Apply what you read:
1. In the post on Java's naming, which names did Kim Polese decline before choosing Java?
2. Render this sentence from the post on Java's naming into Spanish: "With all due respect to the creators of my favorite programming language, that appears to be the last good naming decision Sun ever made."
3. Set down the stretch of the post on Java's naming from "I thought Java" through "a possible name?", word for word.

Given passage:
======

Java Has Me Outnumbered

I spent this afternoon working on several hundred mostly minor edits for the next printing of Sams Teach Yourself Java 2 in 21 Days, Fourth Edition.

There was one major change: The javac compiler defaults to support for new features such as generics, autoboxing, and the data structure-crawling for loop. The default was originally to turn these off unless the -source 1.5 command-line option was employed. It's no longer necessary, though you can use -source 1.4 to turn off the new features and -source 1.3 to ignore assertions.

Sun Microsystems has a lamentable habit of changing the name and version number of Java the morning after my books have gone to press. Over the years, the programming language and its free development kit have had these names:

  • Java 1.0; Java Development Kit (JDK) 1.0
  • Java 1.1; Java Development Kit (JDK) 1.1
  • Java 1.2; Java Development Kit (JDK) 1.2, which was renamed prior to full release as
  • Java 2 Standard Edition (J2SE) version 1.2; Software Development Kit (SDK) 1.2
  • Java 2 Standard Edition (J2SE) version 1.3; Software Development Kit (SDK) 1.3
  • Java 2 Standard Edition (J2SE) version 1.4; Software Development Kit (SDK) 1.4
  • Java 2 Standard Edition (J2SE) version 1.5; Software Development Kit (SDK) 1.5, renamed prior to release as
  • Java 2 Standard Edition (J2SE) version 5; Java Development Kit (JDK) 5.0

As of March 7, 2005, at 9:20 P.M. Eastern, the programming language so good it has two version numbers is called J2SE version 5 and the SDK is back to being called the JDK again. Internally, the JDK tools weren't updated to use the new number:

java -version

java version "1.5.0"
Java(TM) 2 Runtime Environment, Standard Edition (build 1.5.0-b64)
Java HotSpot(TM) Client VM (build 1.5.0-b64, mixed mode, sharing)

A story I've told in all of my Java books: In early 1995, former Sun product manager Kim Polese made the brilliant decision to choose the name Java simply because it sounded cool, declining more technical sounding monickers like WebRunner, WebDancer and DNA:

I gathered the team together in a room, wrote up on the whiteboard words like 'dynamic,' 'alive,' 'jolt,' 'impact,' 'revolutionary,' et cetera, and led the group in brainstorming. The name [Java] emerged during that session. Other names included DNA, Silk, Ruby, and WRL, for WebRunner Language -- yuck!

With all due respect to the creators of my favorite programming language, that appears to be the last good naming decision Sun ever made.

Comments

Well, they maybe can't name anything, but their API pages are brilliant. Everytime I have to look up some piece of C# in the MSDN I want a drink.

I thought Java was originally called Oak? That's what it says at: today.java.net

Hmmm, I should read more carefully. ;)

I sort of wish it had kept the name Oak, maybe it wouldn't be the headache it is for me nowadays...

Heh - Ruby was a possible name?

I'm holding a copy of the Fourth Edition of the Java 2 in 21 Days in my hand and I've found an error. In Day 6 (page 146) in the Logger example at the bottom, it says:

public void setFormat(String format){
if((format.equals("common")) ! (format.equals("combined"))){
this.format = format;
}
}

It says after that the method is useful for setting the instance variable format to either "common" or "combined". I think that the exclamation point in the second line should have been an OR conditional (|).

======

Data excerpts:
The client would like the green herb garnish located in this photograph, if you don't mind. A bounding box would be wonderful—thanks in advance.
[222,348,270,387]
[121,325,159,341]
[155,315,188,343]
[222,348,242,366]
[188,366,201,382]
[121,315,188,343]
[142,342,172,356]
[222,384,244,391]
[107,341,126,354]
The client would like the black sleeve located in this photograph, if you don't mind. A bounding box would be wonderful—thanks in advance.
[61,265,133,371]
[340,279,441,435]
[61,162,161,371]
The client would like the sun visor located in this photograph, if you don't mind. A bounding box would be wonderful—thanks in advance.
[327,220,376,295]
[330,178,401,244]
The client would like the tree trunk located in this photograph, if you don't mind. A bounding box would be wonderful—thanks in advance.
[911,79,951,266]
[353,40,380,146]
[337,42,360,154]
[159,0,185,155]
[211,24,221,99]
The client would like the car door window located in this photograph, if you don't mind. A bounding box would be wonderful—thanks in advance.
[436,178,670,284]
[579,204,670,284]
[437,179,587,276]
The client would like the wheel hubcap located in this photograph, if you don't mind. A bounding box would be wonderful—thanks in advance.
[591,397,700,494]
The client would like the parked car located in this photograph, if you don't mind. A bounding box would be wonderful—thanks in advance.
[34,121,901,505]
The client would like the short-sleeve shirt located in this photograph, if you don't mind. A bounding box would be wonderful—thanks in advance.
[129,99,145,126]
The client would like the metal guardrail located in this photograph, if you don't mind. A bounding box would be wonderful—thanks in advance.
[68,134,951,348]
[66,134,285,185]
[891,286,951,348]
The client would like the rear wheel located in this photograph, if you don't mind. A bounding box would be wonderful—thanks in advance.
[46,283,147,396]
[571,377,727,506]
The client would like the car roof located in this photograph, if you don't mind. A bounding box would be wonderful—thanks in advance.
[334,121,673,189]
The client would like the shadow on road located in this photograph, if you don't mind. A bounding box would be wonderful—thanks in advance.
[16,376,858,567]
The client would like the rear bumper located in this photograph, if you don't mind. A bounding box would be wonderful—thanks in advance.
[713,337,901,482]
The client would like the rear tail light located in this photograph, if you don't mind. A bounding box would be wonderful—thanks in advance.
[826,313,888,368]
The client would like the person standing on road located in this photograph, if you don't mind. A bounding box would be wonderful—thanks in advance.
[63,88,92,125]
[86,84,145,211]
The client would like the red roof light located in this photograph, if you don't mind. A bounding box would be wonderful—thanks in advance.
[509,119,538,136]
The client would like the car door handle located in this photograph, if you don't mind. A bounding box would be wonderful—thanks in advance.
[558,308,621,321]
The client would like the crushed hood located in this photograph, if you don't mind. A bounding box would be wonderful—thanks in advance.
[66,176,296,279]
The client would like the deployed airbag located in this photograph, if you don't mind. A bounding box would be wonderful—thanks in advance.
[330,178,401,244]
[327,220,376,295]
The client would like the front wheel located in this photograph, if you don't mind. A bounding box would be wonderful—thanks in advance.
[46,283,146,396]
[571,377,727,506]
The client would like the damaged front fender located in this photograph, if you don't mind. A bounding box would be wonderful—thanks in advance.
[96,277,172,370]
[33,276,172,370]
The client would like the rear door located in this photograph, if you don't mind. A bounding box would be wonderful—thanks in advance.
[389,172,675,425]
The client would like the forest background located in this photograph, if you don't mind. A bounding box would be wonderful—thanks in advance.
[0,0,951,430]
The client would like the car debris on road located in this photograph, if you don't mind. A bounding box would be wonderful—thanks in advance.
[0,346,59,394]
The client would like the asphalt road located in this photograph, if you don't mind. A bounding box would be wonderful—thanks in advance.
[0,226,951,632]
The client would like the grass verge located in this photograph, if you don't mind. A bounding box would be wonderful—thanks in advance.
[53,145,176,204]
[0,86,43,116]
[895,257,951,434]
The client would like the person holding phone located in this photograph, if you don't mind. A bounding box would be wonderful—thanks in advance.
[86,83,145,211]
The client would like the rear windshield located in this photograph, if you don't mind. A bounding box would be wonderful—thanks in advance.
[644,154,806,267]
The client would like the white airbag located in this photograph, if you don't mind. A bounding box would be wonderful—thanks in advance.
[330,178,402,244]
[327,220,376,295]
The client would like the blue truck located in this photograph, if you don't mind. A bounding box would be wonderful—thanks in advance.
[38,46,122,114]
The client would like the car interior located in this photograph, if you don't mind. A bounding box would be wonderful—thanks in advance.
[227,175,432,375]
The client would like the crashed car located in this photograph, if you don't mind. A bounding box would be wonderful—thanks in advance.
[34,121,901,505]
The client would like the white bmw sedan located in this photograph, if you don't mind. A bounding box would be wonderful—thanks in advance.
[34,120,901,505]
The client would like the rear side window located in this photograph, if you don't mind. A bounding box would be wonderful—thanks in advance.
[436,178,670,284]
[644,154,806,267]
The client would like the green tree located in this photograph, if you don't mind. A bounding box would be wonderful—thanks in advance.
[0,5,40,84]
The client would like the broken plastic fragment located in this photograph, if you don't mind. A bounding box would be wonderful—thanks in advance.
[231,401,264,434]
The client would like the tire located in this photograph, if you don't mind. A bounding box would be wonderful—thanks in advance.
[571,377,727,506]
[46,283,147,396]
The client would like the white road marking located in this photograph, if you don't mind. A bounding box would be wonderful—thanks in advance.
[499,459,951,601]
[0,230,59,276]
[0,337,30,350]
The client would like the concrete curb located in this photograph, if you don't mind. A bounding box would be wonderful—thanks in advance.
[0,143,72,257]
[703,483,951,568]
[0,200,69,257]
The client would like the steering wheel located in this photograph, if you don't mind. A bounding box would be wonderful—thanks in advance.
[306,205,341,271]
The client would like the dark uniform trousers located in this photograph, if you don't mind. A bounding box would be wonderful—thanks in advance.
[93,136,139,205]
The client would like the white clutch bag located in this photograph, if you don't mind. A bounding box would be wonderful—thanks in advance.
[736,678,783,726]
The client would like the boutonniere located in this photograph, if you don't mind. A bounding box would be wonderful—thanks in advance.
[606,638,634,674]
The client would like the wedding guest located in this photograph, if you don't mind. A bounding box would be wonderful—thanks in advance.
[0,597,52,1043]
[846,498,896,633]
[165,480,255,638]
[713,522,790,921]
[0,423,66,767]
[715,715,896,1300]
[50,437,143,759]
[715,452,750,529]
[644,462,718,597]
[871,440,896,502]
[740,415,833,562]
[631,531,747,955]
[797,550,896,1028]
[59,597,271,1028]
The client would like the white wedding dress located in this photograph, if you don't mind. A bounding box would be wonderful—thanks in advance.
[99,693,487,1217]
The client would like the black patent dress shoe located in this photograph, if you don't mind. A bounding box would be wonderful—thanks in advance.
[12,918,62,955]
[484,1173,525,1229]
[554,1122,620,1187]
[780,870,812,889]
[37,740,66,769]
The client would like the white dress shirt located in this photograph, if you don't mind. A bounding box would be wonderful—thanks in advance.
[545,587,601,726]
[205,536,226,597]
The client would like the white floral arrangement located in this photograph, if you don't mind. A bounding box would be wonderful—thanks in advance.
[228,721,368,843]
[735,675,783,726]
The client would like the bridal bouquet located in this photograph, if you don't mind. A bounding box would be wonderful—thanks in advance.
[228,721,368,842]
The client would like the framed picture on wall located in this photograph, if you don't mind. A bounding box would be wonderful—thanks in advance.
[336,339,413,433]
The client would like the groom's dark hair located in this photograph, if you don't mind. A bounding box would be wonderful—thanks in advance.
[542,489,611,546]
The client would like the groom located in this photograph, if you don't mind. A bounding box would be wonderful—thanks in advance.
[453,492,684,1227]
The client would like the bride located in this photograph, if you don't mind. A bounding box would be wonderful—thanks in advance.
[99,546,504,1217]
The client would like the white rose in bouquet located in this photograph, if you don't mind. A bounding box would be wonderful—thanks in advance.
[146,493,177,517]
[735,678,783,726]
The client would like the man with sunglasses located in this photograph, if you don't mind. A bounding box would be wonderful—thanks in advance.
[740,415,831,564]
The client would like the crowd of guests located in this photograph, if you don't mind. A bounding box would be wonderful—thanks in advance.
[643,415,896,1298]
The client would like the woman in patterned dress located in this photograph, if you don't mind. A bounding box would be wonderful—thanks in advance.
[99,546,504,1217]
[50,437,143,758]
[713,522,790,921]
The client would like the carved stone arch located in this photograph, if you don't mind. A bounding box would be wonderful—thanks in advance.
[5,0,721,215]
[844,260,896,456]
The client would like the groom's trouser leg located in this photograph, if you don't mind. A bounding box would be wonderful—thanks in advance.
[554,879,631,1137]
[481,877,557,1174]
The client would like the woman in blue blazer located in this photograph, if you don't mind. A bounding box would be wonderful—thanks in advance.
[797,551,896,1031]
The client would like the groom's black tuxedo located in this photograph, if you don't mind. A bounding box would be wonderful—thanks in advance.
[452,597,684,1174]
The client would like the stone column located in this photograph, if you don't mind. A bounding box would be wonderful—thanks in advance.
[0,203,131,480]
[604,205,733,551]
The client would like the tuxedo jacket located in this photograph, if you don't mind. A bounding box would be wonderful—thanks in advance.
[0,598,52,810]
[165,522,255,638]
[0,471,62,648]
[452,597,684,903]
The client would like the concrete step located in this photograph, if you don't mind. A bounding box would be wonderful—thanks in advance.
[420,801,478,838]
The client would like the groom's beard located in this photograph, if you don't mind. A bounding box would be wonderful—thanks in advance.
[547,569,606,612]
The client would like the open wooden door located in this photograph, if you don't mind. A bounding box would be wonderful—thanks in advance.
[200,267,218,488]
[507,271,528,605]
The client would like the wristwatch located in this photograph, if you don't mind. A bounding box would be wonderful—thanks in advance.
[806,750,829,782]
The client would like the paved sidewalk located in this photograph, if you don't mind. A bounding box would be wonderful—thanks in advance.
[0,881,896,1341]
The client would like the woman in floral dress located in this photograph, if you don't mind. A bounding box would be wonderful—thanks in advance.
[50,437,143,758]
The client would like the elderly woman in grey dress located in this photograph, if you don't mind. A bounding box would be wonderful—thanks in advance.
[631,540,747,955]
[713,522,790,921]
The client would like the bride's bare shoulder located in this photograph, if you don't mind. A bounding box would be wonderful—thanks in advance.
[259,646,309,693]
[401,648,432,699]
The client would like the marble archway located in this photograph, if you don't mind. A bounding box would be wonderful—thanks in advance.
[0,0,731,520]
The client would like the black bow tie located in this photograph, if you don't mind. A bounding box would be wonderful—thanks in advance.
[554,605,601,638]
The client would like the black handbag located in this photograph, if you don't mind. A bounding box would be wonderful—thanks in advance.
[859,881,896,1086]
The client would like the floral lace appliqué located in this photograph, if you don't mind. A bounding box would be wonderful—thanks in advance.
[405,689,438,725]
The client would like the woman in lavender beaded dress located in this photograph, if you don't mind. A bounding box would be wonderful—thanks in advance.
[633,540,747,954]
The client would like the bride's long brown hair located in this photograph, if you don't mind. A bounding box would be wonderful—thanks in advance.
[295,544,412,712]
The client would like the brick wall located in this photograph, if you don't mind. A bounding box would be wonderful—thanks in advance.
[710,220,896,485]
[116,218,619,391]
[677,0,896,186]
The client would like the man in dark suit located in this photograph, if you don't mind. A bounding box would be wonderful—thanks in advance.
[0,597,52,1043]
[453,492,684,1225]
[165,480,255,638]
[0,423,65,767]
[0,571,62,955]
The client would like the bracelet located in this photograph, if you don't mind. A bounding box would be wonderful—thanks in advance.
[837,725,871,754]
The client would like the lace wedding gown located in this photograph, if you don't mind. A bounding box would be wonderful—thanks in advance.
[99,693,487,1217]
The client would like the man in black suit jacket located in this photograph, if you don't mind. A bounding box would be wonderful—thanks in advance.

======

Replies:
1. WebRunner, WebDancer and DNA.

2. Con todo el respeto a los creadores de mi lenguaje de programación favorito, esa parece ser la última buena decisión de nombres que Sun tomó jamás.

3.
I thought Java was originally called Oak? That's what it says at: today.java.net

Hmmm, I should read more carefully. ;)

I sort of wish it had kept the name Oak, maybe it wouldn't be the headache it is for me nowadays...

Heh - Ruby was a possible name?